#### [DIRECTIONS]
Return each line of the listing in which the word "skyline" appears.

#### [TASK INPUT]
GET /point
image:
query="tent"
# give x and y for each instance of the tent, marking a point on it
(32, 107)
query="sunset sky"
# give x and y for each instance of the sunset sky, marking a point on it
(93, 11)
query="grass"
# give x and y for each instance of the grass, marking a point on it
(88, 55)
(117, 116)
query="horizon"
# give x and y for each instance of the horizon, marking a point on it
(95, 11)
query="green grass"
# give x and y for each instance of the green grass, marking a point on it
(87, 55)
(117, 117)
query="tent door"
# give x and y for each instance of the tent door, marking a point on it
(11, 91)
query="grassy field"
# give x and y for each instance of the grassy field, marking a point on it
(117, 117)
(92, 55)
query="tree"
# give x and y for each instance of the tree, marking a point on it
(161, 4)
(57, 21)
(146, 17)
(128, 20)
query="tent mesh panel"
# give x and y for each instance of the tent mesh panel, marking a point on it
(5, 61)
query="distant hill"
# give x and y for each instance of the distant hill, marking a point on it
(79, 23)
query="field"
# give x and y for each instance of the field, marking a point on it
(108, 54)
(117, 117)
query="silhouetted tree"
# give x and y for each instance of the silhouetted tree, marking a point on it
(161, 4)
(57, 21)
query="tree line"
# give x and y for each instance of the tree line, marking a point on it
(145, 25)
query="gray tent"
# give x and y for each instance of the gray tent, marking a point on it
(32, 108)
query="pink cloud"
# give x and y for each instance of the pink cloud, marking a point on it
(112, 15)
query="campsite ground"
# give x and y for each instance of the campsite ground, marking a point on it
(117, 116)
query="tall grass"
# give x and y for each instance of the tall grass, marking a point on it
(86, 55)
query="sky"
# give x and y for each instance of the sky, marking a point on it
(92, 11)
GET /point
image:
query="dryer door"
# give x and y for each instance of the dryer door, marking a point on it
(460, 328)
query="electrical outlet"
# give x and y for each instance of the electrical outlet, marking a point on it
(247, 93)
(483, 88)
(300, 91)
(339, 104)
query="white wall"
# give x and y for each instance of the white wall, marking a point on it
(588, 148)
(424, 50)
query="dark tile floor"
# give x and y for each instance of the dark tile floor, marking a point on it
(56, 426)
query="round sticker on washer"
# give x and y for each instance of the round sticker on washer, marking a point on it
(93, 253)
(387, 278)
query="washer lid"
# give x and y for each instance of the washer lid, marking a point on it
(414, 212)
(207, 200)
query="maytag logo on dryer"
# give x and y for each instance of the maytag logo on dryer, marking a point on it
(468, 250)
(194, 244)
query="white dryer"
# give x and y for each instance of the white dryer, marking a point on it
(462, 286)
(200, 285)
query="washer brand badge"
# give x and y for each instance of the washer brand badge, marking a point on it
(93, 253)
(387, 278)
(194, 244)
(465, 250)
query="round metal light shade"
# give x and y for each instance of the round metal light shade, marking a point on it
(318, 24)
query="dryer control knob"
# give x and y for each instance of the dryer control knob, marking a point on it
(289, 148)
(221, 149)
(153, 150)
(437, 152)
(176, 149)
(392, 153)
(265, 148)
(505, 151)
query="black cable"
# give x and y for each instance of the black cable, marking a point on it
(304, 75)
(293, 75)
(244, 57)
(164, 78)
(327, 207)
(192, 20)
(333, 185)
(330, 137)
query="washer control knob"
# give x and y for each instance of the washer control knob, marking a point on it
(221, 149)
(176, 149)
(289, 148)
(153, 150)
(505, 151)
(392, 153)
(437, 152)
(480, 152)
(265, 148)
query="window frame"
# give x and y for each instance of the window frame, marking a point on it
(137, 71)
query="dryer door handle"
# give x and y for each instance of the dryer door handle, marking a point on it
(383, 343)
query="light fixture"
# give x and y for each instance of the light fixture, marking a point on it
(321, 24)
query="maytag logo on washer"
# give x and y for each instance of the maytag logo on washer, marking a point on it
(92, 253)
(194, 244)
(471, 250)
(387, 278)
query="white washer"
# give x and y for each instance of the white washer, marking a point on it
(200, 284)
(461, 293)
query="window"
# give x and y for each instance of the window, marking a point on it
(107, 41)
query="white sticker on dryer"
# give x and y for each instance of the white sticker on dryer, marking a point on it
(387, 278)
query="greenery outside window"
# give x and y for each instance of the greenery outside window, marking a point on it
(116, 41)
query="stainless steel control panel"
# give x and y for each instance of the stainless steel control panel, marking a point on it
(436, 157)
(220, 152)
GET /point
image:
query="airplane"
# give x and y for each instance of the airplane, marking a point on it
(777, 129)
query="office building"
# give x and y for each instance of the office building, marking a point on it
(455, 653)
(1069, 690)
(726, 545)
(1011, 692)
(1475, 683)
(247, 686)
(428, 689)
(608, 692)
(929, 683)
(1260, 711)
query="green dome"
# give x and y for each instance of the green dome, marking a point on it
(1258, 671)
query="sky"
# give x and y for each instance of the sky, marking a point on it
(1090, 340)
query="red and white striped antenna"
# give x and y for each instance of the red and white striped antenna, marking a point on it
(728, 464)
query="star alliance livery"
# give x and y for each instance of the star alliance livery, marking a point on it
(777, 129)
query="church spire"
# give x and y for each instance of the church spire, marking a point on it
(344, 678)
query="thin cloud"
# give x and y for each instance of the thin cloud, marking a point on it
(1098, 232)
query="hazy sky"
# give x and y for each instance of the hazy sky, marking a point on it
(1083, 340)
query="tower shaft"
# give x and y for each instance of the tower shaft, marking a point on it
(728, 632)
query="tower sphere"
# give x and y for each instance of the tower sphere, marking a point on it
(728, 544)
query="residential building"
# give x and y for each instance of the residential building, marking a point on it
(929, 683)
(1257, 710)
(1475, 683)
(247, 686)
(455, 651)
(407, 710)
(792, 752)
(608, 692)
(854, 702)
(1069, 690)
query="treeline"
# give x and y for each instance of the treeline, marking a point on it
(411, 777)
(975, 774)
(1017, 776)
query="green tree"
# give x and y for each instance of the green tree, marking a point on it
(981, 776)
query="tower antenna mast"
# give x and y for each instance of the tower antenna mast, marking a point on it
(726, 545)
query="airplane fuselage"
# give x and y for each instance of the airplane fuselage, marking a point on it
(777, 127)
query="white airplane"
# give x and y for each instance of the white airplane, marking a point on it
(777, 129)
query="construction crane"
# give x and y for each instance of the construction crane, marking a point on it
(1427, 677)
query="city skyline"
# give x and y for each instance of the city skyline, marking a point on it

#### [SOLUTION]
query="city skyline"
# give x and y for each instance of the city skyline, marking a point on it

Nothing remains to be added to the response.